** SET PROBLEM **
Return every line of the entries that contains the word "paved".

** Dataset excerpts on object pointing **
===============

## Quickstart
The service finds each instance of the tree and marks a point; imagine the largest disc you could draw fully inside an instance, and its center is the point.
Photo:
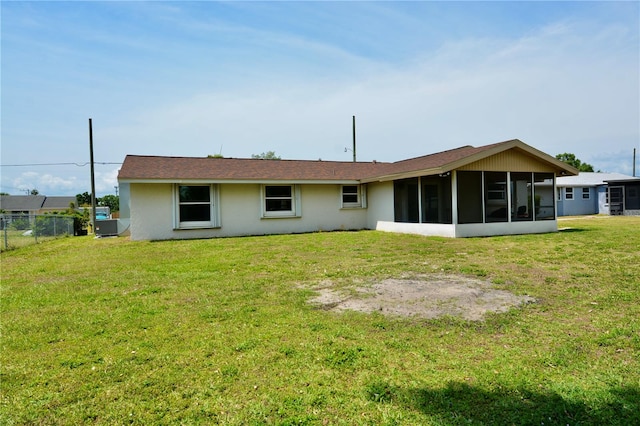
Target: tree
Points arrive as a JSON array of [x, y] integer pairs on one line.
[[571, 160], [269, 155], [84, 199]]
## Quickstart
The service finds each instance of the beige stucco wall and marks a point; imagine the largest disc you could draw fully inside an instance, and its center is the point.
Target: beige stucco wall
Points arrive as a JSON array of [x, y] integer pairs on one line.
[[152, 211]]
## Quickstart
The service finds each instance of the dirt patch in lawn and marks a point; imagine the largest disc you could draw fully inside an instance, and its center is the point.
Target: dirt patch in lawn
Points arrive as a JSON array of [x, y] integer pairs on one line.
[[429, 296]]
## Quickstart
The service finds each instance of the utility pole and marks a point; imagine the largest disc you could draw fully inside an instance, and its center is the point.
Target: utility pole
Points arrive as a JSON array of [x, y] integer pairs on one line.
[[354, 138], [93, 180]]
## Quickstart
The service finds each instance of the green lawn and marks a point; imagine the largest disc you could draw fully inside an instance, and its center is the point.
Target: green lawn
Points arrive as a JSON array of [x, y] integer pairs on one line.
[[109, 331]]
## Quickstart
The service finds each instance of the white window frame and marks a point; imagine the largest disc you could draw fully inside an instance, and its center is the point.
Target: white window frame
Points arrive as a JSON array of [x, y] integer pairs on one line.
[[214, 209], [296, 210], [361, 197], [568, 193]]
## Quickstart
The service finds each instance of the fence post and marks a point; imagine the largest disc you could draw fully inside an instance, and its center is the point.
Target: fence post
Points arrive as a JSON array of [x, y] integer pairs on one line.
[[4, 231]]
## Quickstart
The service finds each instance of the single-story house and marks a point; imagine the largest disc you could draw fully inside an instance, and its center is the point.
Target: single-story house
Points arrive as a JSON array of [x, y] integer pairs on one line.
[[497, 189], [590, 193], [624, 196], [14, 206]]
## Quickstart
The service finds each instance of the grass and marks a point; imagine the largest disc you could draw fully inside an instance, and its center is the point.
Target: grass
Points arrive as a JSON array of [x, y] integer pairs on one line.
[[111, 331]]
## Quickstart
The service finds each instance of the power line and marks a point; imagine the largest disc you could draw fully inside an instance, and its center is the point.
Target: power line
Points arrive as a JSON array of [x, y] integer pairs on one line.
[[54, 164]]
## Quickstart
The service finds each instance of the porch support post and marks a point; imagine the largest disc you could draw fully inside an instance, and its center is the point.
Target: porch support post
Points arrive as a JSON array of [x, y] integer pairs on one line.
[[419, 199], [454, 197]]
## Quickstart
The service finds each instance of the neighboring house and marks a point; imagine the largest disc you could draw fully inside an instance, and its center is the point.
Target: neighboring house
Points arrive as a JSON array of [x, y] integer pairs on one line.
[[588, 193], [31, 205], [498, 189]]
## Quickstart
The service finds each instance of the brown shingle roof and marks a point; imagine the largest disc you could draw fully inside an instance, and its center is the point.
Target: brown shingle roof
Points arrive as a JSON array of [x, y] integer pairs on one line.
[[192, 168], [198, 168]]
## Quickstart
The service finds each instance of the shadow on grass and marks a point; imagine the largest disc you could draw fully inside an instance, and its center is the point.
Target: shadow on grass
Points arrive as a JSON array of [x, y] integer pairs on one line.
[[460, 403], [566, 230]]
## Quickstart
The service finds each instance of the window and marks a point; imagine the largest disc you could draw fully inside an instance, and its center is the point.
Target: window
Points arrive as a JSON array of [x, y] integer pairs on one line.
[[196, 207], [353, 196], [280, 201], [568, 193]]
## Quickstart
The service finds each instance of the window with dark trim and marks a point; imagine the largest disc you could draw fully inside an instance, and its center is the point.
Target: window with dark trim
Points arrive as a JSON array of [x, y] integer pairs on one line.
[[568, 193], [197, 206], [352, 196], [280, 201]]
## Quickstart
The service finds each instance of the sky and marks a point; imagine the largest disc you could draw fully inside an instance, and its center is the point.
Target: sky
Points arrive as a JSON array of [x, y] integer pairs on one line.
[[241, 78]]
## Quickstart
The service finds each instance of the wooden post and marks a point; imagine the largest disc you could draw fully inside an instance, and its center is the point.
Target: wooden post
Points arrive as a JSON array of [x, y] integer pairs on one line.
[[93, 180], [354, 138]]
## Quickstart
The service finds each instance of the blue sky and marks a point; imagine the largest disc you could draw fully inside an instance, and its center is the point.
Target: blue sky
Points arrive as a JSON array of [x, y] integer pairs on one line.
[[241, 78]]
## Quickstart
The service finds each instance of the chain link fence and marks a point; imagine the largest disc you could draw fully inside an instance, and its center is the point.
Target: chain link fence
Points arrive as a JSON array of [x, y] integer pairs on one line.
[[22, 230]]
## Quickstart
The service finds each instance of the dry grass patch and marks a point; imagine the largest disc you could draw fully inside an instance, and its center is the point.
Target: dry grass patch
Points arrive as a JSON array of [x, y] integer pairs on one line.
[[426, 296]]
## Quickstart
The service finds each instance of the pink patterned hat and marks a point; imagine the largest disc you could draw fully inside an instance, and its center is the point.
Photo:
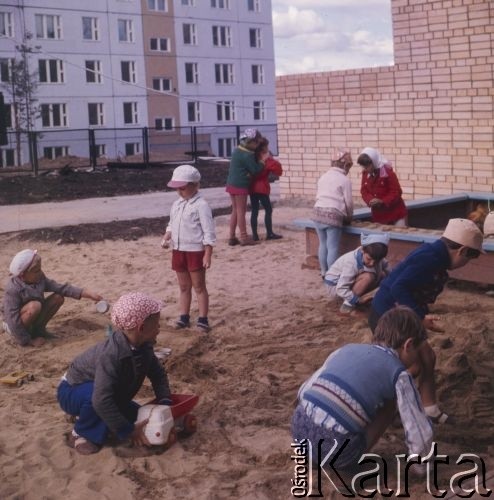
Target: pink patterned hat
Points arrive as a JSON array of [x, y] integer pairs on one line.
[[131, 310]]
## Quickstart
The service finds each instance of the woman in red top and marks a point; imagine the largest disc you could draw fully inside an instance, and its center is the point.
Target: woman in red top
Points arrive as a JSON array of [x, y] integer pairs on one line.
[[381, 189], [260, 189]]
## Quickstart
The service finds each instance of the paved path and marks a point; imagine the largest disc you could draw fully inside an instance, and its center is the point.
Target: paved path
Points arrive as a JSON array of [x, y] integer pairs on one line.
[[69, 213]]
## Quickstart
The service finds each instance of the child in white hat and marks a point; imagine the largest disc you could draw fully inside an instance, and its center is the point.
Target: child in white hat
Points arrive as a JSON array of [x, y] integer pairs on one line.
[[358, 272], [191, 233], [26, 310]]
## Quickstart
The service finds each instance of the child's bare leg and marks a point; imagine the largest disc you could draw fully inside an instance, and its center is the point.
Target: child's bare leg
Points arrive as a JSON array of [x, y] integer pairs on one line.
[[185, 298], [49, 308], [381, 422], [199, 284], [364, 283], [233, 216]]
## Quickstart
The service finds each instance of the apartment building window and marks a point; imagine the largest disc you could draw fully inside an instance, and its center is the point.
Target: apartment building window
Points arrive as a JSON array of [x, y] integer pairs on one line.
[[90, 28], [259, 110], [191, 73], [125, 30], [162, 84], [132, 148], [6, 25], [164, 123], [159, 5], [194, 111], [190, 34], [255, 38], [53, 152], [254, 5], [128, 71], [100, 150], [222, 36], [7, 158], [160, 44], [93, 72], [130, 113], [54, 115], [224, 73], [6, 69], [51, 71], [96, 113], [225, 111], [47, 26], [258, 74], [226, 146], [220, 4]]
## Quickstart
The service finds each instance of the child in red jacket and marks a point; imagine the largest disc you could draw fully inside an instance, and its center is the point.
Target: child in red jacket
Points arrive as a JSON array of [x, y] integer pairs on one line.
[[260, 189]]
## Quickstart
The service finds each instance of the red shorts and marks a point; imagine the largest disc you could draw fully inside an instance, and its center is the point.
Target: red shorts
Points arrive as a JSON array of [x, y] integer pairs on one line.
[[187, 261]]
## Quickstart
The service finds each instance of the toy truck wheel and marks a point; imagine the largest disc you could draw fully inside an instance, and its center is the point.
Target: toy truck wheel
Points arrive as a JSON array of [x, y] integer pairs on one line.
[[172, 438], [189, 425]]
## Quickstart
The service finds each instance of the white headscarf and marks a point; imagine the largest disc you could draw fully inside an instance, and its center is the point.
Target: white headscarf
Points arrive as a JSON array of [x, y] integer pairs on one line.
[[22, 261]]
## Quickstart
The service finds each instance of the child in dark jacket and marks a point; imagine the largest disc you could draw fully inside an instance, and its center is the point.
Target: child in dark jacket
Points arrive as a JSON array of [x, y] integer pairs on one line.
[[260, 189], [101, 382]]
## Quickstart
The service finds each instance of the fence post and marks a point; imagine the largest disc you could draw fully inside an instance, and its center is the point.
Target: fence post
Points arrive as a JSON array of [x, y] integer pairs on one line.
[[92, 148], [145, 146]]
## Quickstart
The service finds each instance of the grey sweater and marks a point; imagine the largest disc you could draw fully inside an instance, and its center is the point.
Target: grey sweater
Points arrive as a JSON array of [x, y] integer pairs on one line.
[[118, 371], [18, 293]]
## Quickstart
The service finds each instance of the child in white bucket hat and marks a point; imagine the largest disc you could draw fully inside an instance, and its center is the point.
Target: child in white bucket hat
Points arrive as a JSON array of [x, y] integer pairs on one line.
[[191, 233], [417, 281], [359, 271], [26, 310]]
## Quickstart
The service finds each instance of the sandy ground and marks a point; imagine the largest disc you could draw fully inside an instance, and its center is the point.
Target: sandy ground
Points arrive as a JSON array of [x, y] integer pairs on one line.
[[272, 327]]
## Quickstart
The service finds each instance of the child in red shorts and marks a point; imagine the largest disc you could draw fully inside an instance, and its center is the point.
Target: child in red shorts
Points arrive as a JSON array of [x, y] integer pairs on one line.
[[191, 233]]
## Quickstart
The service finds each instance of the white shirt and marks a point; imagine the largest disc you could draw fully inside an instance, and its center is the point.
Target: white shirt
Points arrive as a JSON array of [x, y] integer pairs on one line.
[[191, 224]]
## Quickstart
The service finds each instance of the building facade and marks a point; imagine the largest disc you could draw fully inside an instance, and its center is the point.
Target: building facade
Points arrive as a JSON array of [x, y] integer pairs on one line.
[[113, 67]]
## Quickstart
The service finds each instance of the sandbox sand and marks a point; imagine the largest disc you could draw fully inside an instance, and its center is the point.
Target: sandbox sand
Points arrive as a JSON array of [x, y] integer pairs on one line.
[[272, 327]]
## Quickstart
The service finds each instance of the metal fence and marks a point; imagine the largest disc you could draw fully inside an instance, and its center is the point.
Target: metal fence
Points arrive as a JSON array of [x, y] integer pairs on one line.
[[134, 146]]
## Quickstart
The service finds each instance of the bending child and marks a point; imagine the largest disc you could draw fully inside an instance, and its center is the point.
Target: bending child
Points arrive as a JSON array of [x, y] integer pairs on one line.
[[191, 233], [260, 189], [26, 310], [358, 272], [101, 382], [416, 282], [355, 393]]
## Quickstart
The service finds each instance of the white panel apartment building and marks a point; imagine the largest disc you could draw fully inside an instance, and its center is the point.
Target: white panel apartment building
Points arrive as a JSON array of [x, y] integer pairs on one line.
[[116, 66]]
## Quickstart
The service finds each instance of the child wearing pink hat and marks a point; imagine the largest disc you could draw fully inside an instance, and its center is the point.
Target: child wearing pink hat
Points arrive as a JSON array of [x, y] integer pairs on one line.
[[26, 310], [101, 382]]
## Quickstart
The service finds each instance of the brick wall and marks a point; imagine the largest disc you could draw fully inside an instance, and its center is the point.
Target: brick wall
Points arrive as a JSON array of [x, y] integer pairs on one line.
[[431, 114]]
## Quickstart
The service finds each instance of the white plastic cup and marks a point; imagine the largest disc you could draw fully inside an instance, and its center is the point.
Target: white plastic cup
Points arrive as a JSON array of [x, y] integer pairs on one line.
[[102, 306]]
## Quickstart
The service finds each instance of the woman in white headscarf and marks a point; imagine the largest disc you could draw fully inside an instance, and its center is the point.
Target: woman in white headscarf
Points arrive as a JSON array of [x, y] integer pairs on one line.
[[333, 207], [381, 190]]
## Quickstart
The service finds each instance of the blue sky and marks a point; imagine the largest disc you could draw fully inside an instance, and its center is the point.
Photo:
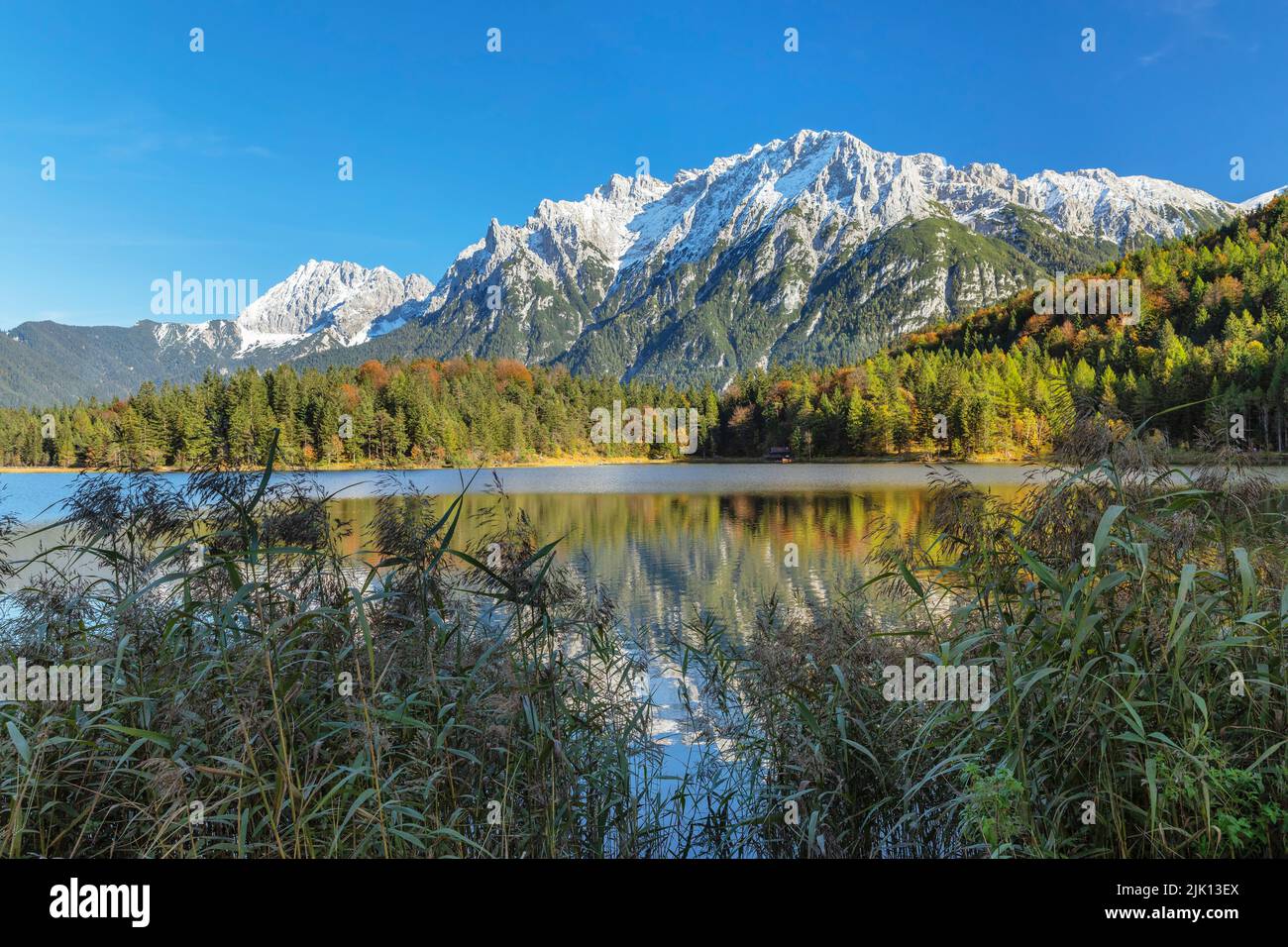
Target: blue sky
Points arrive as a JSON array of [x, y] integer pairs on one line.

===============

** COMPLETE OUTPUT **
The service finds each instance of the paved path and marks a point; imagine the largest disc you could draw fully inside an instance, and its center is the point.
Target: paved path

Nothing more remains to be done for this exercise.